## [EXCERPTED TEXT]

/ CLOUD, COST, OPTIMIZATION, FINOPS, AZURE

Cost Optimization Strategic Thinking

This post will outline how to develop a strategic approach to manage costs in cloud services.

I previously talked about the maturity path organizations go through when adopting Cloud Cost Optimization. Since then, I’ve created a session and workshop guiding executive teams on how to have a strategic mindset for Cost Optimization. They gain the ability to:

  • Recognize the current organization mindset
  • Understand how to develop strategic based reporting using primary cost drivers
  • Establish a framework to capture and prioritize requirements.

Move Away From Firefighting

Often, I am contacted by customers who feel overwhelmed and frustrated, they might share something like:

“Help! Our storage cost is too high.”

“Help! Our compute is underutilzed.”

“😱! Our ☁️ is too 🤑.”

“😭!! ⛈️ 💵 📈 🤯 😖 🔥 😵‍💫”

When I hear this, I know the organization isn’t following a strategy. They are in a “seek and destroy” cost mindset chasing anything that looks like it will save cost. These groups are asking for tools to deploy or building large complex dashboards that can slice and dice data a hundred different ways. It’s an environment that feels like a constant fire fight against a runaway inferno.

I completely understand the complexity of cloud cost management and the difficulty in knowng where to start. The most successful organizations move from a “seek and destroy” mindset towards developing and executing a strategy.

Strategy built around Best Practices

A popular strategy is to:

  • Define Best Practices
  • Measure or Monitor compliance to the best practice
  • Define and Implement Remediation methods

Three Phased Strategy

This approach changes traditional reporting by turning it into measuring compliance with best practices. Additionally, it creates a place for organizations to define how to remediate in the event they are not in compliance. Leadership teams love this approach because it is nothing more than defining a plan, measuring progress, and creating playbooks to stay on target. It’s data driven, promotes team accountability, and focuses on outcomes.

Defining best practices can be difficult and is sometimes more art than science. One technique I like to use is to look at the primary cost drivers of a service.

A Primer on Cost Drivers

Most services have several different drivers that go into the final cost. These can typically be found in the documentation or pricing calculators.

Storage Primary Cost Driver Sources

For example, in Azure Blob Storage, the primary cost drivers include file structure, redundancy, region, access tier, capacity, reservation, and operations. I wrote a small tool to help me identify the primary cost drivers for storage using a technique called feature reduction.. Turns out the primary cost drivers for storage are:

  • Capacity
  • Access Tier
  • Redundancy
  • Region
  • … all others

Storage Primary Cost Drivers

It makes sense that capacity is the top cost driver because the more data I put into storage the more it’s going to cost. I was surprised to see that access tier had a larger influence on cost than redundancy.

Identifying the cost drivers is useful in a few ways:

  • Allows breaking down the problem into smaller, more manageable pieces.
  • Helps prioritize efforts and develop a roadmap based on the relative impact of each cost driver.
  • Provides a starting point to brainstorm best practices

Example From Driver to Best Practice

In our quest to develop a strategy we will implement the powerful leadership principle of “Do what you say you will do” and use our top cost drivers to define the best practices we will follow. For each cost driver, consider not only how you can influence cost, but how do you want to run your organization.

## [MATERIAL FOR THE TASK]
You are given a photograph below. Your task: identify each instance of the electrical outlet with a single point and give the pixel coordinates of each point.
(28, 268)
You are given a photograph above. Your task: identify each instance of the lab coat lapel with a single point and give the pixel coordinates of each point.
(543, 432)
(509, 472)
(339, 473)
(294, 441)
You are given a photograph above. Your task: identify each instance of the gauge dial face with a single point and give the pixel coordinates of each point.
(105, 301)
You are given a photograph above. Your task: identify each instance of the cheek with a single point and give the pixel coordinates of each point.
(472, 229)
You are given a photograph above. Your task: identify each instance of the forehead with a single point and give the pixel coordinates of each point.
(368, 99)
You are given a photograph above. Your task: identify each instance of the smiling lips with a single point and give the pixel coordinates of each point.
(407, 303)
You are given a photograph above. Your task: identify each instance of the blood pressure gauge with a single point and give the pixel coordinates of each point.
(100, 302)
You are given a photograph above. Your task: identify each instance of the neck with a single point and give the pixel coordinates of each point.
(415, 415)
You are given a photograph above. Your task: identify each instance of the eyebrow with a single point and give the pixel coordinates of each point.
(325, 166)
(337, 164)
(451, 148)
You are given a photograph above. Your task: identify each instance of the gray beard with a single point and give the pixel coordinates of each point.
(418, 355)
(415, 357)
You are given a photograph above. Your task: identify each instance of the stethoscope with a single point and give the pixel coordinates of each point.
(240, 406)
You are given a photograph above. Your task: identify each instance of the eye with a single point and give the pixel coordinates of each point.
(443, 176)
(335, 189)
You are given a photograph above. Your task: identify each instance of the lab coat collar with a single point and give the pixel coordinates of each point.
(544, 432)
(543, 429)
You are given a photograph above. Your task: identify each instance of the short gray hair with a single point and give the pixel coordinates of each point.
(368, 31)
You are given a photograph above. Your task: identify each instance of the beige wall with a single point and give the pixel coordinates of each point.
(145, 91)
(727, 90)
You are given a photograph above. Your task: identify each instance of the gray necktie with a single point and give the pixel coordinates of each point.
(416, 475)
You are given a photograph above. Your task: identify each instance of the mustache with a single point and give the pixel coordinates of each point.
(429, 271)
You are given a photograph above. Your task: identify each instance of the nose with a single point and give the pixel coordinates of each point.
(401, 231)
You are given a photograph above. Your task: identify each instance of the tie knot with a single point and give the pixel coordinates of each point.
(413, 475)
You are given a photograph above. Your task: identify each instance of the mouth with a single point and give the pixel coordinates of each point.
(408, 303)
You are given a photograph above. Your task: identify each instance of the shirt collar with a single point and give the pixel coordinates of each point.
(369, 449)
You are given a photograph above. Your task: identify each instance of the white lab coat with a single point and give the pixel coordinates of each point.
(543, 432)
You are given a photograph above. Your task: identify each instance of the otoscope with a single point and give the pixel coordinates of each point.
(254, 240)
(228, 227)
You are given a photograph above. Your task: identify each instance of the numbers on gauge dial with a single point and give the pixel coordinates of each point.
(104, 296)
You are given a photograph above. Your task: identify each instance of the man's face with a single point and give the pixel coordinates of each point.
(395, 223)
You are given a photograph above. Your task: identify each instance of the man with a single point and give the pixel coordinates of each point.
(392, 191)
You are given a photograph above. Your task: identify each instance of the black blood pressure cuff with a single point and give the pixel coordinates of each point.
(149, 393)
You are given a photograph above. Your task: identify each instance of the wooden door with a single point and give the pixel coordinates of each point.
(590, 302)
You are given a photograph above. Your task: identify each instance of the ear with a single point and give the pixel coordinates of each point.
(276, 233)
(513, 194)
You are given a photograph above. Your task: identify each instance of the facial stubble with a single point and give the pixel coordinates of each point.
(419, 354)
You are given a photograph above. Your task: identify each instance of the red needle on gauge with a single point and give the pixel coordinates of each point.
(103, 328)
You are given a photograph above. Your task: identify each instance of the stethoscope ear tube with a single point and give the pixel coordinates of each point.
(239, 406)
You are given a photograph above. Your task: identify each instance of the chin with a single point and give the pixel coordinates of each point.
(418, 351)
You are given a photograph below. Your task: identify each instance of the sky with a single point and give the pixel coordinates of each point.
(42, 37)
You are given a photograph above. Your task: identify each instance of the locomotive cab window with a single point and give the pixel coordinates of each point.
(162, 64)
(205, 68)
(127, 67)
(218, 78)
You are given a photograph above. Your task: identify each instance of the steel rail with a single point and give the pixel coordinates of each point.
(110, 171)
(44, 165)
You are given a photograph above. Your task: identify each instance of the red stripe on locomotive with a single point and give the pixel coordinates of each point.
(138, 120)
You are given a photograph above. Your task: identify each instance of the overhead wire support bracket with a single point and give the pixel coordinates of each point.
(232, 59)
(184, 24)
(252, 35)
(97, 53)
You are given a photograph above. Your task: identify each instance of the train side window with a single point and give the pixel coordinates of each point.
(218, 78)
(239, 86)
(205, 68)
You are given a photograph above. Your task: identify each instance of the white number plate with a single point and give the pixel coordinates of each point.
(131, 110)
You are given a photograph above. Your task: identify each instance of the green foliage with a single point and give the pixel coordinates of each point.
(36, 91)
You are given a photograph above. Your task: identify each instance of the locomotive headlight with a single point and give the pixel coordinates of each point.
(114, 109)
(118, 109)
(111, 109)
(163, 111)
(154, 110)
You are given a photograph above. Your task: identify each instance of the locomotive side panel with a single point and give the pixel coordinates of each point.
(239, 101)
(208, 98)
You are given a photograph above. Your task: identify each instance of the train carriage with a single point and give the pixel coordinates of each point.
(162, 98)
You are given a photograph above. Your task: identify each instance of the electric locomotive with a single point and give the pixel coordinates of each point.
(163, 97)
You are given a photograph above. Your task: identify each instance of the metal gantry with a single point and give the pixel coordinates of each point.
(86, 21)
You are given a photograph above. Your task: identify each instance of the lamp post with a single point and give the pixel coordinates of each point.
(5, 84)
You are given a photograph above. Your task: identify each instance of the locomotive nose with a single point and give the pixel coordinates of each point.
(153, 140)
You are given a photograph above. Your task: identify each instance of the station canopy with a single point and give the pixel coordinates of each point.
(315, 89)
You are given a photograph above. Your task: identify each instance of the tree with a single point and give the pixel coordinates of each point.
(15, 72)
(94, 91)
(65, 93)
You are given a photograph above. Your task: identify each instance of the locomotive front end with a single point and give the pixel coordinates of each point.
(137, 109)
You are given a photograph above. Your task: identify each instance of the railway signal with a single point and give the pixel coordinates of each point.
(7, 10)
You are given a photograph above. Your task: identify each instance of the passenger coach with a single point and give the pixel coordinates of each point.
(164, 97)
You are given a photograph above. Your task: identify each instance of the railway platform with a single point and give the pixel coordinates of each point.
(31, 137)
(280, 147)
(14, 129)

## [PROBLEMS]
**A.** Can you render the records as a Markdown table with the columns Row and Line, leaving out blank lines? Begin at the line that has "the railway platform" and stop after the final line of the records.
**B.** Can you write what comes next in the post on cloud cost optimization strategy, picking up after its final sentence?
The records and the text on cloud cost strategy come from unrelated sources.

## [RESPONSES TO THE TASKS]
**A.**
| Row | Line |
|---|---|
| 1 | You are given a photograph above. Your task: identify each instance of the railway platform with a single point and give the pixel coordinates of each point. |
| 2 | (31, 137) |
| 3 | (280, 147) |
| 4 | (14, 129) |

**B.**
Brainstorm activities for each Storage Cost Drivers

DriverActivity
Capacity
  • Reduce Capacity
    • Data Compression
    • Deduplication
    • Resize VM Drives
    • Data Retention Policies
  • Reserve Capacity
    • Limitation Apply
Access Tier
  • Organize data into access tiers
  • Automatically move data between access tiers
... ...

Define Best Practices from brainstorming activity:

Activity Best Practice
Reduce Capacity As an organization have 50% of data stored in a compressed format (snappy, gzip, lzo, etc.)
Reduce Capacity As an organization have 95% of data active retention age and 5% expired
Reserve Capacity As an organization have 80% Reserved Capacity for all eligible storage
Organize Tiers As an organization have 90% Aligned Data
Automate Tiers As an organization have 95% data with lifecycle policies applied

We now have a collection of best practices to follow. Setting a goal means nothing if it isn’t tracked.

Measure Compliance

The management guru Peter Drucker once said,

“If you can’t measure it you can’t improve it.”

Our task now is to measure our compliance to the best practice standards we have defined. This is the steps that looks most similar to traditional reporting because we will create visuals. The most effective visuals need to incorporate the follow capabilities:

  • Separate composite metrics into atomic units. Ie. total_cost into quantity and unit_cost.
  • Display service level indicators, SLI, as a percentage.
  • Prefer fewer SLI states. Ideally no more than three.
  • Display Historical Trends. This is key in building trust for leadership.
  • Forecast next period’s SLI and Cost
  • Calculate Organization service level objective SLO and Cost
  • Calculate cost if the organizaton meet its SLO.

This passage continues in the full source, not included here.